(READING PASSAGE Opens)
Over my long years, I’ve had many images of myself. The one that’s hung around the longest is of this nice little Buddhist guy, at peace with the world and everyone in it, simply being love. Well, I am love … my bones tell me so.
But what if a Mack truck is barreling down on me? Or somebody wants to strip my home of all its furniture? Do I simply bow and say “Thy will be done”?
No
Part of me is a warrior, brandishing a sword in defense of myself and others. Right now, it’s me that comes to mind.
In our pre-Covid life of 2019, I planned two glorious trips to see women play tennis in 2020 – to Montreal and New York City. I booked a hotel in Canada and an Airbnb in the USA. This spring, the Quebec Government cancelled all professional sporting events and a bit later the Canadian Government closed our border with American friends, plus the US Open said “no spectators”.
(Sigh)
After the sadness came the resolve to get my $2200 back. No lying down in the middle of the road. So began two journeys – two months with Airbnb and five with Expedia. I probably phoned the Montreal hotel twenty times and reached a human being twice. Neither time the manager. At the end of most of my voice mails, I asked the manager to phone me. Nope. Valiant Expedia reps dialed the hotel over and over. The manager was never in. Really nice people at Expedia said that they were escalating my case to a higher department and so-and-so would phone me within ______ days. No higher-ups ever phoned. Twice I sent to Expedia a copy of an e-mail in which the hotel manager agreed to refund my money but no one at the travel company could ever find that e-mail.
(READING PASSAGE Closes)
* **THE TASK**
Extend the essay on recovering the money for the canceled 2020 tennis trips, beginning right after its final sentence. The material below has no connection to the essay.
(DATASET RECORDS Opens)
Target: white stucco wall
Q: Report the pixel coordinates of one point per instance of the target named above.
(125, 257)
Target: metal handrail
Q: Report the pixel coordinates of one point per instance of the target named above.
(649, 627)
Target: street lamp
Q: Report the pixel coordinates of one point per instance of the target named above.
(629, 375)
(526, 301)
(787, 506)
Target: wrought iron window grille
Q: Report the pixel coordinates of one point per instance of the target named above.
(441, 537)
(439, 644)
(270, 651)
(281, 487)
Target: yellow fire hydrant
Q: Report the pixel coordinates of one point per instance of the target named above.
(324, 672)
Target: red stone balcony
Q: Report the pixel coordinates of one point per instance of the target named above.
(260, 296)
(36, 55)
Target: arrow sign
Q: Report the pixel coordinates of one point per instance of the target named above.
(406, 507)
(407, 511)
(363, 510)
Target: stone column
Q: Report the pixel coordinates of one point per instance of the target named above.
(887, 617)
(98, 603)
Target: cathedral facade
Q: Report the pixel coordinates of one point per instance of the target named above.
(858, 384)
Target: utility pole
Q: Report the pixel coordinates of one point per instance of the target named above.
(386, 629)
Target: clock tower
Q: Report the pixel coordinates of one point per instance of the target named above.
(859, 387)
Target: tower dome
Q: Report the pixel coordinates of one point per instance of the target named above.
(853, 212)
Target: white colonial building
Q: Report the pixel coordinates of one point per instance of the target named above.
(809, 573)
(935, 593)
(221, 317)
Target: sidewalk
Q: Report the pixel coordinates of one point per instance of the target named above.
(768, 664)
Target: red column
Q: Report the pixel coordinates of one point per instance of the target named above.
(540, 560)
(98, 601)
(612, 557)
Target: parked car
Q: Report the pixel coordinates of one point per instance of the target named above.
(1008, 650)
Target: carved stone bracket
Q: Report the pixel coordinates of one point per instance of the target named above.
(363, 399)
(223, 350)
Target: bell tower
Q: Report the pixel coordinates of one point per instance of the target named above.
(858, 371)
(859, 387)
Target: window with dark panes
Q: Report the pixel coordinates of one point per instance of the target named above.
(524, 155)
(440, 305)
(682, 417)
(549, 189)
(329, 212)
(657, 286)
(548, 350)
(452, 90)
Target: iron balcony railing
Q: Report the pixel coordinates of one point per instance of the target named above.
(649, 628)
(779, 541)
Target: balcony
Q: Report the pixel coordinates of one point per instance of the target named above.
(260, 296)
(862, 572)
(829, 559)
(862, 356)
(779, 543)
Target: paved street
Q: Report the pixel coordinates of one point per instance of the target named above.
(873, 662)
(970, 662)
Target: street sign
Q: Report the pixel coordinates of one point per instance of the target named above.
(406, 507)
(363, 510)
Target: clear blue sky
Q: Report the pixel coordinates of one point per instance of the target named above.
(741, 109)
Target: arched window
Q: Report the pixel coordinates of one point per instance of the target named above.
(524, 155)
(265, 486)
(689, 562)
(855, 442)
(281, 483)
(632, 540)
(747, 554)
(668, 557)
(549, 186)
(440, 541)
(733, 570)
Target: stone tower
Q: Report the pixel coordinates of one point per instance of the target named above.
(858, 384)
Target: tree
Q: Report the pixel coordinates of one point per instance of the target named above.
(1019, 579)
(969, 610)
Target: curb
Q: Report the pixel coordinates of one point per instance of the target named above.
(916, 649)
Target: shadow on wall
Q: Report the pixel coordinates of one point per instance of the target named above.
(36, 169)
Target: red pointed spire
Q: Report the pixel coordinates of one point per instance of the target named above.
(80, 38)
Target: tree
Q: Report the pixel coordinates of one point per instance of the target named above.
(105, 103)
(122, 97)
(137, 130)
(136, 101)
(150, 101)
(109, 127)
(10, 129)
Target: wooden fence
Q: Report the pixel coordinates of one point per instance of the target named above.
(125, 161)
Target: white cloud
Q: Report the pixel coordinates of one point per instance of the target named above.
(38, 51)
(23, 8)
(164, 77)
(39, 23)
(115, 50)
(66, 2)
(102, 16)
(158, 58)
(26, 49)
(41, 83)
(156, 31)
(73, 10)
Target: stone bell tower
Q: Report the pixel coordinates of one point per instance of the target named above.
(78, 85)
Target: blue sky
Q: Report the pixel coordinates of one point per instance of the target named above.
(DATASET RECORDS Closes)
* **OUTPUT OF THE EXERCISE**
There are more details about those five months, and less dramatically the two months with Airbnb, but I’m not going for “poor me” here. There’s another story.
I hadn’t realized what a determined son-of-my-mother I was. I’d look in the mirror and see a dog who wouldn’t let that bone go. Nothing would stop me, including the approximate fifteen hours I spent glued to my phone. So there was the fierceness walking hand-in-hand with the equanimity. Does this make me schizophrenic? No, but as Walt Whitman said long ago, “I am inconsistent. I contain multitudes.”
I now have $2200 that had gone AWOL for months. My head is held high. And I have fond memories of Expedia reps who so much wanted to help. As for the hotel manager, and whoever in the Expedia Corporate Department let me fall through the cracks …
No way!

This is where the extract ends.